**To do**
Write the data below out again, exactly as each line reads.

**Data for this task**
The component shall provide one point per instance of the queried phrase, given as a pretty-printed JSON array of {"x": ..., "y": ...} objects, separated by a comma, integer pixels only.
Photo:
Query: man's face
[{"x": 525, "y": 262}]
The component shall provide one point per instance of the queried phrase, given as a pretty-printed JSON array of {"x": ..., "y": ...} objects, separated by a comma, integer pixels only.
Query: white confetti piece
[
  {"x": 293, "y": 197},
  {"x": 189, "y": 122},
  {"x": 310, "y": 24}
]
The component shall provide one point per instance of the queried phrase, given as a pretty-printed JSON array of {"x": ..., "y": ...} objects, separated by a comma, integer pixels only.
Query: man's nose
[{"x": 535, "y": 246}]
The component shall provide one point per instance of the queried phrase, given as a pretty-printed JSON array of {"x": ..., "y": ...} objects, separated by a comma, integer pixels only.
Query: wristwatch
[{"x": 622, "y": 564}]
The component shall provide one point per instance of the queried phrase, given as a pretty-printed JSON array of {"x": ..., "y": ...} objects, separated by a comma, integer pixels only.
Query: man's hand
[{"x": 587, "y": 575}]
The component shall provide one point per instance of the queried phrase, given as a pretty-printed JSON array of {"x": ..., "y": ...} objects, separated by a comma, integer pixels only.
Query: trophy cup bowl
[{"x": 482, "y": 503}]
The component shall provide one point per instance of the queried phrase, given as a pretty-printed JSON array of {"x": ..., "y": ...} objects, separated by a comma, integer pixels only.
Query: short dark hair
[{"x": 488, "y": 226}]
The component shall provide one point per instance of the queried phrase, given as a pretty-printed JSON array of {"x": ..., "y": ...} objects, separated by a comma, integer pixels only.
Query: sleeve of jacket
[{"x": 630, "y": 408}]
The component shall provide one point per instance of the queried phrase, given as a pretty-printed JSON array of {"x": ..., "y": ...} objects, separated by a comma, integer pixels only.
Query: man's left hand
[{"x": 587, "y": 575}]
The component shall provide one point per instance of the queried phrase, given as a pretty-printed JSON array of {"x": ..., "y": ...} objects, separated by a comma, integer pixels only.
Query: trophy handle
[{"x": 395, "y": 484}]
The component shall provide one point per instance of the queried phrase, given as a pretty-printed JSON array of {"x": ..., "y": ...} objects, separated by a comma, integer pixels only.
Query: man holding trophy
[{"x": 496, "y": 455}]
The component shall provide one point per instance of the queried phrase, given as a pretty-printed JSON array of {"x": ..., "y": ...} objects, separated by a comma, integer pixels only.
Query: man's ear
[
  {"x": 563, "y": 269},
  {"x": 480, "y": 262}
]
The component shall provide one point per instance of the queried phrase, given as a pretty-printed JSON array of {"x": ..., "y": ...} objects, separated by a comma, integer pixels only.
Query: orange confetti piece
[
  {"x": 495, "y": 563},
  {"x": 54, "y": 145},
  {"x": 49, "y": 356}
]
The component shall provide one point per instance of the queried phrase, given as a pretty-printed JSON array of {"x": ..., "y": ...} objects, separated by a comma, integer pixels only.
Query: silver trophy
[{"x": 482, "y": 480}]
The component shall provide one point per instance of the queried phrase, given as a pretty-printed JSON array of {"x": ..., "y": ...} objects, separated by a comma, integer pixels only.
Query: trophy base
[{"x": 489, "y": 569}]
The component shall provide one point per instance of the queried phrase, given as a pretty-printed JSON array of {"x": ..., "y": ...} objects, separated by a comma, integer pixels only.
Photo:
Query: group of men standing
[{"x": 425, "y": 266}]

**The completed task**
The component shall provide one point per instance of the queried phrase, given as a pretty-printed JSON array of {"x": ..., "y": ...} objects, separated by a comma, integer pixels only.
Photo:
Query: man's face
[{"x": 525, "y": 262}]
The component shall provide one point per instance of the queried phrase, given as a pretty-printed JSON array of {"x": ..., "y": ...} objects, separated by a comma, integer pixels only.
Query: white confetti piece
[
  {"x": 293, "y": 197},
  {"x": 189, "y": 122},
  {"x": 310, "y": 24}
]
The component shall provide one point per instance of the queried phrase, given as a pretty-printed JSON array of {"x": ..., "y": ...} objects, separated by a comma, integer pixels only.
Query: man's nose
[{"x": 535, "y": 246}]
The component shall provide one point per instance of the queried phrase, given as a pretty-printed JSON array of {"x": ..., "y": ...} objects, separated by a comma, integer pixels only.
Query: wristwatch
[{"x": 622, "y": 564}]
The component shall provide one point per instance of the queried phrase, given as a pretty-printed JSON array of {"x": ..., "y": ...} objects, separated by a comma, integer pixels only.
Query: man's hand
[{"x": 587, "y": 575}]
The component shall provide one point per instance of the queried phrase, given as a pretty-printed JSON array of {"x": ..., "y": ...} objects, separated by a comma, integer pixels only.
Query: trophy cup bowl
[{"x": 482, "y": 503}]
The component shall provide one point per instance of the queried phrase, given as a pretty-printed JSON array of {"x": ..., "y": ...} objects, separated by a comma, integer pixels only.
Query: short dark hair
[{"x": 488, "y": 226}]
The component shall provide one point per instance of the queried phrase, given as a pretty-printed JSON array of {"x": ..., "y": ...} objects, separated by a comma, integer pixels only.
Query: sleeve of jacket
[{"x": 630, "y": 408}]
The component shall provide one point per instance of the queried phrase, given as a pretty-printed JSON array of {"x": ..., "y": ...} objects, separated by a comma, integer pixels only.
Query: man's left hand
[{"x": 587, "y": 575}]
The component shall provide one point per instance of the queried phrase, given as a pretty-printed JSON array of {"x": ..., "y": ...} objects, separated by a comma, integer pixels only.
Query: trophy handle
[{"x": 395, "y": 484}]
The component shall provide one point per instance of the queried phrase, given as a pretty-printed JSON array of {"x": ..., "y": ...} objects, separated by a comma, integer pixels only.
Query: man holding trophy
[{"x": 496, "y": 455}]
The component shall provide one point per instance of the queried phrase, given as a pretty-printed JSON array of {"x": ..., "y": ...} objects, separated by a comma, integer pixels only.
Query: man's ear
[
  {"x": 563, "y": 269},
  {"x": 480, "y": 262}
]
The component shall provide one point per instance of the queried phrase, given as a pretty-printed JSON array of {"x": ..., "y": ...} objects, separated by a comma, integer pixels only.
Query: orange confetti piece
[
  {"x": 495, "y": 563},
  {"x": 54, "y": 145},
  {"x": 49, "y": 356}
]
The component shall provide one point per instance of the queried phrase, given as a pretty-printed JSON array of {"x": ..., "y": ...} objects, separated by a comma, integer pixels only.
Query: silver trophy
[{"x": 482, "y": 480}]
The component shall provide one point per instance of the queried phrase, given as a pretty-printed JSON array of {"x": ..., "y": ...} objects, separated by a comma, integer pixels only.
Query: trophy base
[{"x": 489, "y": 569}]
The component shall provide one point per instance of the queried phrase, given as a pretty-printed JSON array of {"x": ..., "y": ...} objects, separated by a comma, integer pixels only.
Photo:
Query: group of men standing
[{"x": 425, "y": 266}]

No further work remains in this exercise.